▶ YOUR OBJECTIVE
Revise each of the rows below by replacing "thickest part" with "widest part" and leaving everything else unchanged. Leave the pictures out of your answer.

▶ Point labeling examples
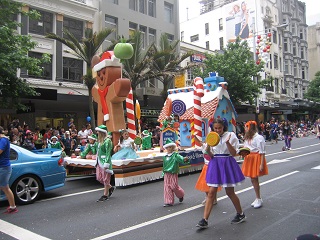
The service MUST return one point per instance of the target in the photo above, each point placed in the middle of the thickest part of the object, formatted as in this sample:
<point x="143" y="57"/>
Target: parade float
<point x="196" y="107"/>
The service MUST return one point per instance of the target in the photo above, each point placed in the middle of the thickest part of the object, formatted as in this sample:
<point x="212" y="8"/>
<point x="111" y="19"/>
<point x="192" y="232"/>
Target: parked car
<point x="34" y="172"/>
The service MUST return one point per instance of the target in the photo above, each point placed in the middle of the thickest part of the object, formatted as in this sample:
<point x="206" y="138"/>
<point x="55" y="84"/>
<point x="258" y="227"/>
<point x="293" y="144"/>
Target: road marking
<point x="141" y="225"/>
<point x="18" y="232"/>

▶ EXERCISE SOLUTION
The service MUST return one point per instance of the target in the photo above, each point placed in the middle of the widest part of the object, formatted as in this sample:
<point x="143" y="57"/>
Target: parade float
<point x="196" y="107"/>
The service MUST return one point per instance of the target in the photo above, each point placed in the middle of the widest part of the object, formatted as in this sample:
<point x="212" y="8"/>
<point x="111" y="19"/>
<point x="192" y="232"/>
Target: parked car
<point x="34" y="172"/>
The service MUST return one point per instance of the target in the photo above, each point placed in the middle of the widest part of the object, formatted as in this sample:
<point x="206" y="138"/>
<point x="55" y="84"/>
<point x="258" y="227"/>
<point x="293" y="144"/>
Target: road marking
<point x="141" y="225"/>
<point x="18" y="232"/>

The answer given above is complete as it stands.